======== 読む文章

2019年12月18日
西村あさひ法律事務所
横山兼太郎
「ADR」とは、「Alternative Dispute Resolution」、日本語にして「裁判外紛争解決手続」の略称であり、訴訟手続によらずに民事上の紛争の解決をしようとする当事者のため、公正な第三者が関与して、その解決を図る手続である。2007年に施行された「裁判外紛争解決手続の利用の促進に関する法律」(通称:ADR法)を根拠法とし、法務大臣の認証を受けた事業者(認証ADR機関)がその手続を実施することができる。このうち、事業再生に関する紛争を取り扱う事業者として経済産業大臣の認定を受け、「特定認証紛争解決事業者」となった者が、事業再生ADRを行うことができるものとされており、現在、我が国においては、一般社団法人事業再生実務家協会(Japanese Association of Turnaround Professionals。通称:JATP)のみが当該認定を受け、事業再生ADRを実施している。
過去には、日本アジア投資、アイフル、日本航空(後に会社更生へ移行)といった上場企業も利用し、また、近時では、曙ブレーキ工業のニュースが新聞紙面等を賑わせたことなどもあり、「事業再生ADR」という言葉自体を目にしたことがある読者は多いであろう。民事再生や会社更生といった「法的整理」とは異なり、事業再生ADRは、あくまで債務者企業が(主として)金融債権者との間の任意の話し合い(債務のリスケジュールや債務免除等)によってその事業の再生を目指す「私的整理」の一つである。
(1) 利用件数の推移
※ JATPより提供を受けた情報による。
申請年度(注1) | 申請件数 | 申請社数(注2) |
---|---|---|
2008年度 | 4件 | 7社 |
2009年度 | 17件 | 108社 |
2010年度 | 6件 | 11社 |
2011年度 | 7件 | 7社 |
2012年度 | 12件 | 28社 |
2013年度 | 4件 | 24社 |
2014年度 | 4件 | 4社 |
2015年度 | 3件 | 8社 |
2016年度 | 2件 | 6社 |
2017年度 | 5件 | 14社 |
2018年度 | 8件 | 22社 |
2019年度 (但し11月末時点まで) |
6件 | 11社 |
合計 | 78件 | 250社 |
JATPによれば、事業再生ADRの申請件数 は、制度が始まった2008年度から2019年11月末時点までで累計78件(申請社数にして250社)となっている。

================
======== 提供データ

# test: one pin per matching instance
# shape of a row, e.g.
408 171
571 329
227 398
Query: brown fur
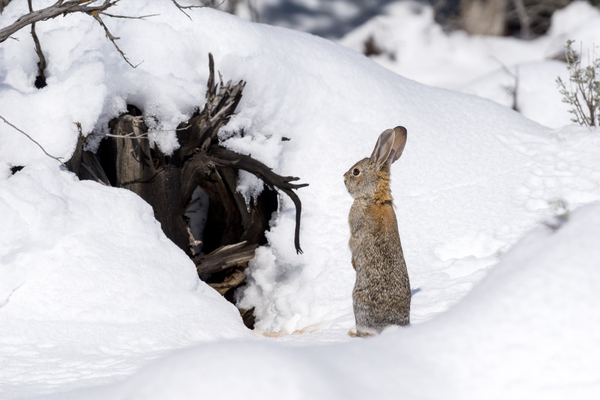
381 294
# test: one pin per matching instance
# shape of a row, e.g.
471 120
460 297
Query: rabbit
381 295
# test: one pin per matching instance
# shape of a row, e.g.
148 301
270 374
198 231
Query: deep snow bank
474 177
474 174
413 45
90 286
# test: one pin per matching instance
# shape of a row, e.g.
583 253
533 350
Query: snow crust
90 288
529 329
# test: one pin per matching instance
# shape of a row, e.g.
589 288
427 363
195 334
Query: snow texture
91 290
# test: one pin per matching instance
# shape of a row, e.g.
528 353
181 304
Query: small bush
583 92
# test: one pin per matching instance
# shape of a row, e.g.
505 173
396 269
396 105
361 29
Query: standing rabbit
381 294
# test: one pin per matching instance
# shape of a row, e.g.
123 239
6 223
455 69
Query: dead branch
266 174
221 102
234 280
225 257
40 81
33 140
183 8
59 8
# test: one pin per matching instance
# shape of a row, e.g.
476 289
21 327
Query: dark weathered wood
225 257
235 279
233 228
85 164
266 174
203 128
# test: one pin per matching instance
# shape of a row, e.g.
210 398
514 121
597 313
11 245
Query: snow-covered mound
529 330
91 287
413 45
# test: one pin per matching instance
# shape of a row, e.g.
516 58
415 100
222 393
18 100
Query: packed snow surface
498 215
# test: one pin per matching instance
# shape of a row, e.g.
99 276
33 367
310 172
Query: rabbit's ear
383 148
400 136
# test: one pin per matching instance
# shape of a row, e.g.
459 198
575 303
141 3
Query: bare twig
59 8
33 140
183 8
40 81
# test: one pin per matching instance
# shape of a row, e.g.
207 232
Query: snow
504 288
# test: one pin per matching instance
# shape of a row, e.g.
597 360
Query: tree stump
233 228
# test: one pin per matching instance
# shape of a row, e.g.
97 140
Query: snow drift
91 289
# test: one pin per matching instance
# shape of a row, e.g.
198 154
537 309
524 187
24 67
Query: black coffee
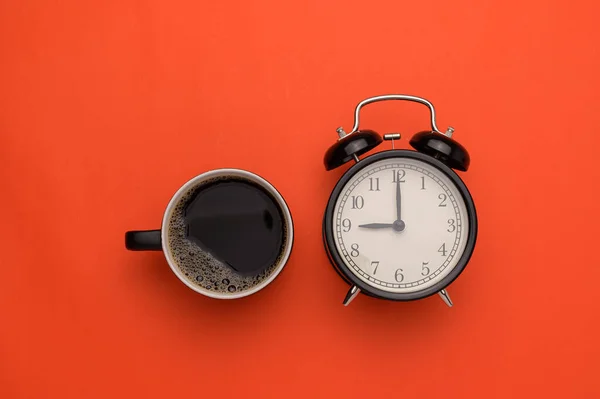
228 234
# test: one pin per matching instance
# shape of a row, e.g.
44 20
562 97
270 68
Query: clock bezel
337 261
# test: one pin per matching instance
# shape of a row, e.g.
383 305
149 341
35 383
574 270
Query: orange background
106 108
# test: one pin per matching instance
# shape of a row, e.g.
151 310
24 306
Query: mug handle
143 240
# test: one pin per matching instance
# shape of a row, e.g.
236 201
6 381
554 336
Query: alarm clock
400 224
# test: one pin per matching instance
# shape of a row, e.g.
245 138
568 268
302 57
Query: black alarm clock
400 224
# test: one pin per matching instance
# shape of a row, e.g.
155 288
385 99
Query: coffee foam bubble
199 266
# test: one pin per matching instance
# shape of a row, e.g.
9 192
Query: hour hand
377 225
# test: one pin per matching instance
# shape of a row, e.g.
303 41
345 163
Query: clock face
400 225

================

■ 記述課題
事業再生ADRの文章の「過去には、日本アジア投資、ア」から「す「私的整理」の一つである。」までを、「話し合い」を「協議」に入れ替えて書き直してください。

■ この課題の解答
過去には、日本アジア投資、アイフル、日本航空(後に会社更生へ移行)といった上場企業も利用し、また、近時では、曙ブレーキ工業のニュースが新聞紙面等を賑わせたことなどもあり、「事業再生ADR」という言葉自体を目にしたことがある読者は多いであろう。民事再生や会社更生といった「法的整理」とは異なり、事業再生ADRは、あくまで債務者企業が(主として)金融債権者との間の任意の協議(債務のリスケジュールや債務免除等)によってその事業の再生を目指す「私的整理」の一つである。